C’est l’an dernier que nous avons découvert Pepper Grinder, nouvelle production indépendante dénichée par Devolver Digital, l’un des éditeurs les plus en vue de ces dernières années. Et l’on peut difficilement faire plus indépendant puisque le titre a été développé par une seule personne, Ahr Ech, accompagné pour les compositions musicales par XEECEE.
Sorti le 28 mars sur Nintendo Switch et PC, le jeu rejoint des titres tels que Death’s Door, The Messenger ou le futur The Plucky Squire dans le prestigieux et bien fourni catalogue de l’irrévérencieux éditeur américain, lequel, au-delà de tous autres aspects, met en avant l’inventivité et la folie du gameplay des titres de son portfolio.
Une caractéristique qui a donc aussi été mise en avant lors des différentes communications autour du jeu, avec une base ludique à la Dig Dug (pour les plus anciens d’entre nous) gonflée aux hormones, agrémenté d’une touche d’humour qui n’est pas pour nous déplaire. De quoi nous rendre suffisamment curieux pour tenter l’expérience Pepper Grinder, et vérifier par nous même si la folie qui transparait des trailers se répercute réellement manette en main.
(Test de Pepper Grinder réalisé sur Nintendo Switch à partir d’une copie du jeu fournie par l’éditeur)

§

**ÉNONCÉ DE L'EXERCICE:** Recopiez mot pour mot le passage de la critique de Pepper Grinder qui commence à "C’est l’an dernier" et se termine à "de son portfolio.". Les entrées ne servent pas à cet exercice.

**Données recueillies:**
§

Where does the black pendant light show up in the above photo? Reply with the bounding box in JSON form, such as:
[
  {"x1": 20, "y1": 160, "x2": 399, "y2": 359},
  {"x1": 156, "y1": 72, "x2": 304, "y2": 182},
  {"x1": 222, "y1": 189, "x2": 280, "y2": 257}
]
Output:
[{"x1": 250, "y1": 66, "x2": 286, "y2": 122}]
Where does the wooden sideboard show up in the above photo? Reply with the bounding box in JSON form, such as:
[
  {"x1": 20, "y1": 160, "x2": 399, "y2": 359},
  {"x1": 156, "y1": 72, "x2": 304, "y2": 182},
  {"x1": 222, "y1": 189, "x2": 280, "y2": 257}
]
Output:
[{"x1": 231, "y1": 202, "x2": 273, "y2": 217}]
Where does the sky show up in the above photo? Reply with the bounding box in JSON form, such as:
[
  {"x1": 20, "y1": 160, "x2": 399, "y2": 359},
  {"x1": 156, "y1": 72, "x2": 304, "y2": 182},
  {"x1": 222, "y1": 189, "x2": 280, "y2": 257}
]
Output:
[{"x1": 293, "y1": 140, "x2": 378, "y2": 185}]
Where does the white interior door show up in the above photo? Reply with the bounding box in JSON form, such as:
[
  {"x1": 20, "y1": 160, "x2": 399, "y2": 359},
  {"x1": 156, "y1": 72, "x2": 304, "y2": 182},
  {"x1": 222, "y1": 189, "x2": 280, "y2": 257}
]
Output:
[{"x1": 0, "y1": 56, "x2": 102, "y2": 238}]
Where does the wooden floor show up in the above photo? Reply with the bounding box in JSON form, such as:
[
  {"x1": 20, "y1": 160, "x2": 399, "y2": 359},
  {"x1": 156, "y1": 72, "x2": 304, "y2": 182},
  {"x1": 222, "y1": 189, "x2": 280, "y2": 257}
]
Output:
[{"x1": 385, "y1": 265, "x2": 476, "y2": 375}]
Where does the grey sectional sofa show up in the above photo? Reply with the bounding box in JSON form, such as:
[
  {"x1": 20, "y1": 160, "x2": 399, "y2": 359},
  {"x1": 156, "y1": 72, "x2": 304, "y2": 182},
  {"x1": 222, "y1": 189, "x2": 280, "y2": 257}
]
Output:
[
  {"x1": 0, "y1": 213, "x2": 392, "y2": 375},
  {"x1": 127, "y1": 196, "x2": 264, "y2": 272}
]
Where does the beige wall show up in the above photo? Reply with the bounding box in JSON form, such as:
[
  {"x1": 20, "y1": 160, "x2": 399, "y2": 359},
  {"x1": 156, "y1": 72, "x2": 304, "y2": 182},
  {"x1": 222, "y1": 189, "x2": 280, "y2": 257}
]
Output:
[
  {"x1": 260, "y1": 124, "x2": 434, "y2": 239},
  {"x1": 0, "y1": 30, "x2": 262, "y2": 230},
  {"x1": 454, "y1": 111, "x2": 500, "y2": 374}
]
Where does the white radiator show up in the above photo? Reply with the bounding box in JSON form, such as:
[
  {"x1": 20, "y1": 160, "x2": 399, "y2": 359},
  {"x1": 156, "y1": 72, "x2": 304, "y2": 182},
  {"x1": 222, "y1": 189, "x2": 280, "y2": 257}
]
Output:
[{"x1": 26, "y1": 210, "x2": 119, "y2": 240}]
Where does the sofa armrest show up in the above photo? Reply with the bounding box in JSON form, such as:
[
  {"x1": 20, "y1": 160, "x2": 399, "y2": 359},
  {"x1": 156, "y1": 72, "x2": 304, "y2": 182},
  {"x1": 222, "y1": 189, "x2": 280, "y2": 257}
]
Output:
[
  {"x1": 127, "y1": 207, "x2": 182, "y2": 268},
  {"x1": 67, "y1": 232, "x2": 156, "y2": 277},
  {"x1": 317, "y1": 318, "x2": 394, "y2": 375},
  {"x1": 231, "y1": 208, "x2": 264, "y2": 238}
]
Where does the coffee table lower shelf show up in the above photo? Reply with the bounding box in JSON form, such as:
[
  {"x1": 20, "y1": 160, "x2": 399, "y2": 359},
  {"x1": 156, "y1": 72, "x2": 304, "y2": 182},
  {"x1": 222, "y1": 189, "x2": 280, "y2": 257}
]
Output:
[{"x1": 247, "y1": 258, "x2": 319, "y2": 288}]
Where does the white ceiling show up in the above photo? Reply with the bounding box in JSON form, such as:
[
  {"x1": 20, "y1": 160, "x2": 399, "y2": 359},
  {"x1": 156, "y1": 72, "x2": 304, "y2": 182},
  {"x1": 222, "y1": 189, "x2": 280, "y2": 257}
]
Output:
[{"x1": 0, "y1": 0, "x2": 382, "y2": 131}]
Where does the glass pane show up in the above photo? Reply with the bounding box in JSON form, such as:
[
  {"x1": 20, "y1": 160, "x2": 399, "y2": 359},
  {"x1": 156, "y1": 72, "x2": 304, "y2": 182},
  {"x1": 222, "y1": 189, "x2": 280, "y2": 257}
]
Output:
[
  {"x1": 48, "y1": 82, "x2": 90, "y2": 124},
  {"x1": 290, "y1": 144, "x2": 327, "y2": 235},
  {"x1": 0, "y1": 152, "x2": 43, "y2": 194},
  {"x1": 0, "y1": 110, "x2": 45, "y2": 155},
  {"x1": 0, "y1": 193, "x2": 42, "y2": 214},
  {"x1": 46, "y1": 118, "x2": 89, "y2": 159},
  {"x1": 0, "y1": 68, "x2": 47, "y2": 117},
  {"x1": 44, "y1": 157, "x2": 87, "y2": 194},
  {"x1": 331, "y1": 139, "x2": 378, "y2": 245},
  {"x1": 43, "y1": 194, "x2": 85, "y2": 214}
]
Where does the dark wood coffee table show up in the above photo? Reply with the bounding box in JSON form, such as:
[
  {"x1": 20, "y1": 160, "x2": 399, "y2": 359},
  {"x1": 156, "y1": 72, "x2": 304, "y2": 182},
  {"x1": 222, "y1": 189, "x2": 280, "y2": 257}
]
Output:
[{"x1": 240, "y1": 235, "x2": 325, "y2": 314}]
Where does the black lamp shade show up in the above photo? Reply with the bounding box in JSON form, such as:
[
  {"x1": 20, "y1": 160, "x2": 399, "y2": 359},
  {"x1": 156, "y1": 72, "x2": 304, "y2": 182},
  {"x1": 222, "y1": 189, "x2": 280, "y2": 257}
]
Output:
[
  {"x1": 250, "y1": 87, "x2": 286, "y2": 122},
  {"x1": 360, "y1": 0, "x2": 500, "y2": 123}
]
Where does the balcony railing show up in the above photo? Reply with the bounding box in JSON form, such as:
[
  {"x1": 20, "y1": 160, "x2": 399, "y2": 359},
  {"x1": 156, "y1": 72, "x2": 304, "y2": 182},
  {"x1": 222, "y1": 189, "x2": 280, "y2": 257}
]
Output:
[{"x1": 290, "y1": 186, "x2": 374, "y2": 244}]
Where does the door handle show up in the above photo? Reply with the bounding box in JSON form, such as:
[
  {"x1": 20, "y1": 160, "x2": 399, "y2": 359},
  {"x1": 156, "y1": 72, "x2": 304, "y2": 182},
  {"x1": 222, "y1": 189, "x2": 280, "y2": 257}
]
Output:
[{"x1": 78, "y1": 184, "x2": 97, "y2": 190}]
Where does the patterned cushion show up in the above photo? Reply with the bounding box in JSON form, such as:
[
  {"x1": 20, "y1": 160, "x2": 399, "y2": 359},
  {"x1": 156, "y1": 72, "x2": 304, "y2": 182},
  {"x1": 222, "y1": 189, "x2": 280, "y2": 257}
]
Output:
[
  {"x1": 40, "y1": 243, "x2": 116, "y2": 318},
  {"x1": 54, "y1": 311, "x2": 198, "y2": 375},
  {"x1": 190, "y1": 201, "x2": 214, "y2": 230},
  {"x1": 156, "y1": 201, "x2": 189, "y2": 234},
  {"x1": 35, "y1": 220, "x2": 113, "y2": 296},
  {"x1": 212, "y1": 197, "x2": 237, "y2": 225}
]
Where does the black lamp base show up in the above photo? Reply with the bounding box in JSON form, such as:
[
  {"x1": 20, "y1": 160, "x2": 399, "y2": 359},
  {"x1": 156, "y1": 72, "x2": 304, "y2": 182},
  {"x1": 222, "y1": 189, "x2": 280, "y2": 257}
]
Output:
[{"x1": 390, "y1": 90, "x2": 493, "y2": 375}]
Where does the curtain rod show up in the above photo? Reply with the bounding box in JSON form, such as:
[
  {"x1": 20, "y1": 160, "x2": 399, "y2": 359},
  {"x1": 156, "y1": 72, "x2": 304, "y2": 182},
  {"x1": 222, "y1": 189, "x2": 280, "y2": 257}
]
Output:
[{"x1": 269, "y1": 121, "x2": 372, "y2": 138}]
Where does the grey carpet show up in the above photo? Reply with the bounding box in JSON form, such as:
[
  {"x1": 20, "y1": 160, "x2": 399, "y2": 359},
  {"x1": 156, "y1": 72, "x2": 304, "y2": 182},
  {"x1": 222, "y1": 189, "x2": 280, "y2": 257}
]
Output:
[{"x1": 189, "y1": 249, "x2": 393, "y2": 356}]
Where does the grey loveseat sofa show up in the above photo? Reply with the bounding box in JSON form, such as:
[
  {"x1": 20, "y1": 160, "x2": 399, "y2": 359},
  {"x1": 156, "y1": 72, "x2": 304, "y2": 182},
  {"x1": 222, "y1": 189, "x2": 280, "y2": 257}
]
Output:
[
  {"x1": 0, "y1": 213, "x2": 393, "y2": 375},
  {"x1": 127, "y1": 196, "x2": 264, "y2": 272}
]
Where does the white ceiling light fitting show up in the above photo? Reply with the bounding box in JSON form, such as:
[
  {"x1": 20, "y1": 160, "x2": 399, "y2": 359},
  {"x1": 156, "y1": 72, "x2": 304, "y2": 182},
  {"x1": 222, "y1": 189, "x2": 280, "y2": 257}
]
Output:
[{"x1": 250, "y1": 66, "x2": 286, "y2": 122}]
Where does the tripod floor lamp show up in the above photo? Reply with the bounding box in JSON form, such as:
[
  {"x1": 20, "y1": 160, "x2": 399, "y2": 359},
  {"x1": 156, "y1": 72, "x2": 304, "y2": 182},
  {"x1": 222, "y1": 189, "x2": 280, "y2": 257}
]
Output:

§

**CORRIGÉ:**
C’est l’an dernier que nous avons découvert Pepper Grinder, nouvelle production indépendante dénichée par Devolver Digital, l’un des éditeurs les plus en vue de ces dernières années. Et l’on peut difficilement faire plus indépendant puisque le titre a été développé par une seule personne, Ahr Ech, accompagné pour les compositions musicales par XEECEE.
Sorti le 28 mars sur Nintendo Switch et PC, le jeu rejoint des titres tels que Death’s Door, The Messenger ou le futur The Plucky Squire dans le prestigieux et bien fourni catalogue de l’irrévérencieux éditeur américain, lequel, au-delà de tous autres aspects, met en avant l’inventivité et la folie du gameplay des titres de son portfolio.